Write out the part of the text on North Carolina food from "Essays and recipes" to "Charlotte’s Keia Mastrianni." word for word.

┌─ Text segment

The oysters — cooled and cleansed in the waters of the coast, plucked from a bed and driven in a truck until shucked with a knife and placed upon a plate of crushed ice — have a story to tell.
That story is one of countless others weaving together the food landscape of North Carolina.
The state of that food landscape and how it came into its present high-profile moment is the subject of Marcie Cohen Ferris’ latest book, “Edible North Carolina: A Journey across a State of Flavor.” The book’s associate editor was K.C. Hysmith, with photos by Baxter Miller and Ryan Stancil.
Ferris’ book annotates this moment in North Carolina food, speaking in between the glitz and stare of the nation’s food world, now fixed on the state following major wins at last month’s James Beard Awards.
“Edible North Carolina” is a follow up of sorts to Ferris’ 2016 book, “The Edible South.” But the format has changed, as has Ferris’ focus, delving into the foodways of North Carolina and using many voices from across the state to tell its story.
“Food is a social history,” Ferris said. “It helps us understand our own community and global experiences. It’s a lens into our lives.”
Essays and recipes
“Edible North Carolina” includes essays by recent James Beard Best Chef Southeast winner Ricky Moore, legendary chef of Crook’s Corner Bill Smith, Raleigh chef Cheetie Kumar and Appalachian cookbook author Ronni Lundy, among many other luminaries of the state’s food and media scene.
Each essay is paired with a recipe, like grilled pork neck from Andrea Reusing and strawberry pie from Charlotte’s Keia Mastrianni.

└─
┌─ Information provided

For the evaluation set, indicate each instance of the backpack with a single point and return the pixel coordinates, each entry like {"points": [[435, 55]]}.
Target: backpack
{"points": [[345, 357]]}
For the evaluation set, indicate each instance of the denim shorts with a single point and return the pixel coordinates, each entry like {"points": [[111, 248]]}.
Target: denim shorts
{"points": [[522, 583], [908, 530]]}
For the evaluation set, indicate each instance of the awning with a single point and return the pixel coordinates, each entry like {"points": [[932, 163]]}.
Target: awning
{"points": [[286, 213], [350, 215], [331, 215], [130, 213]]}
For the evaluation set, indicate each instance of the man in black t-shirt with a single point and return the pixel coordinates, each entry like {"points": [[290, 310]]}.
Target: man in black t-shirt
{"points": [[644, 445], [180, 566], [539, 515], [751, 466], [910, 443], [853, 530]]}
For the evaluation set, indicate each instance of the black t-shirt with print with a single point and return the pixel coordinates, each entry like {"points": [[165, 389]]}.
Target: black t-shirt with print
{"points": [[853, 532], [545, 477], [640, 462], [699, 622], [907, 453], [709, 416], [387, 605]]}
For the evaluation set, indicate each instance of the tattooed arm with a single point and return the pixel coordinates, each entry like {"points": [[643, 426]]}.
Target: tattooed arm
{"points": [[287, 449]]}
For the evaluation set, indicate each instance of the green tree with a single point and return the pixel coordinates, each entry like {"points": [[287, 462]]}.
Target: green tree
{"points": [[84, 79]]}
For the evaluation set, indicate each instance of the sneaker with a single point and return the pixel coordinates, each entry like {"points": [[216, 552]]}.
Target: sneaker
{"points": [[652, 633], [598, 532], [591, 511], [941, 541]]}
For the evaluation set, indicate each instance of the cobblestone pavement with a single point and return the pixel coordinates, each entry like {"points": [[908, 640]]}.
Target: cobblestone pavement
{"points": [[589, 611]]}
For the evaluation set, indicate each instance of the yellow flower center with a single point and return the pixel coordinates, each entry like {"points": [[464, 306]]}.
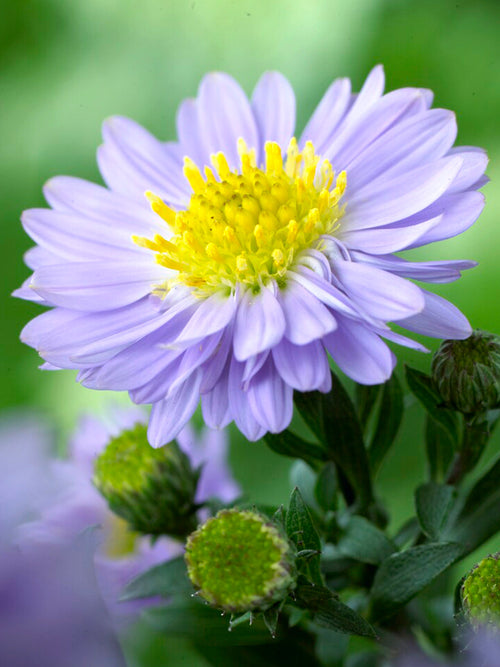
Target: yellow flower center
{"points": [[250, 226]]}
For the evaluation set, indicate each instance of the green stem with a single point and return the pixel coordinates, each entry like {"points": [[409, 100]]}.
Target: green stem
{"points": [[474, 440]]}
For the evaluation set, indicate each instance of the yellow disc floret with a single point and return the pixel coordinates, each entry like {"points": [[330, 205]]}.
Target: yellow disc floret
{"points": [[248, 227]]}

└─

▸ **Answer to the exercise**
Essays and recipes
“Edible North Carolina” includes essays by recent James Beard Best Chef Southeast winner Ricky Moore, legendary chef of Crook’s Corner Bill Smith, Raleigh chef Cheetie Kumar and Appalachian cookbook author Ronni Lundy, among many other luminaries of the state’s food and media scene.
Each essay is paired with a recipe, like grilled pork neck from Andrea Reusing and strawberry pie from Charlotte’s Keia Mastrianni.